TASK PROMPT: Can you reproduce the entries starting with the line containing "task | put one marker on every instance of the rear" and going on through the line containing "x=133 y=126", requests included, but increase every coordinate value in the answers by 29?
--- START OF SUPPLIED MATERIAL ---
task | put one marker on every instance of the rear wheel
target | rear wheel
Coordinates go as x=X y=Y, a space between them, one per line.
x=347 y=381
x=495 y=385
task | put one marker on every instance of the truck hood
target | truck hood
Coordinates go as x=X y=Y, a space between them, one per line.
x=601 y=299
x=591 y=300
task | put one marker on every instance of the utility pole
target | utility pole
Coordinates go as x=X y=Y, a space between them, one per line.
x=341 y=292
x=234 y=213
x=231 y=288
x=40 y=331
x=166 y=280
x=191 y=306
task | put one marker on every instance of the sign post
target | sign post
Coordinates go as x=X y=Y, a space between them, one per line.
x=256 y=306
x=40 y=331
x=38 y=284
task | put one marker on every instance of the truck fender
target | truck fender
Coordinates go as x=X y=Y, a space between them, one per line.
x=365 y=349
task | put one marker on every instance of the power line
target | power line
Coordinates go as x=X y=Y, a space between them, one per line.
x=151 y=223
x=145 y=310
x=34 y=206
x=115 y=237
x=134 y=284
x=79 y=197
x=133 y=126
--- END OF SUPPLIED MATERIAL ---
--- START OF SUPPLIED MATERIAL ---
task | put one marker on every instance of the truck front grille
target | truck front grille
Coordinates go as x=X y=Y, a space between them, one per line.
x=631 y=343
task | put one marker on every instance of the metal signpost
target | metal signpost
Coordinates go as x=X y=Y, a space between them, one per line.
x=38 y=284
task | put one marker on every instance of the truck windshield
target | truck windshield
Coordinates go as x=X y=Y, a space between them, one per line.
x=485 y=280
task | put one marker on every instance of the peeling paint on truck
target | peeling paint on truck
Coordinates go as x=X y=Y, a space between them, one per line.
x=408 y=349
--- END OF SUPPLIED MATERIAL ---
SOLUTION FOR THIS PROBLEM:
task | put one marker on every instance of the rear wheel
target | rear wheel
Coordinates go as x=X y=Y, a space between them, one per line.
x=376 y=410
x=524 y=414
task | put one marker on every instance of the truck hood
target | truck hood
Coordinates go as x=X y=Y, a space between them, one per line.
x=630 y=328
x=620 y=329
task | put one marker on every instance of the utility pole
target | utility pole
Coordinates go as x=X y=Y, a space between them, one per line.
x=370 y=321
x=263 y=242
x=260 y=317
x=69 y=360
x=195 y=309
x=220 y=335
task | put one marker on every instance of the sign post
target | sign post
Coordinates go as x=X y=Y, a space between them, one per line.
x=285 y=335
x=69 y=360
x=67 y=313
task | put one marker on every instance of the truck fender
target | truck fender
Coordinates go as x=X y=Y, a space between them, one per line.
x=394 y=378
task | put one marker on every instance of the power line
target | power line
Coordinates go as x=X y=Y, a space between them, one per line.
x=180 y=252
x=174 y=339
x=63 y=235
x=144 y=266
x=163 y=313
x=108 y=226
x=162 y=155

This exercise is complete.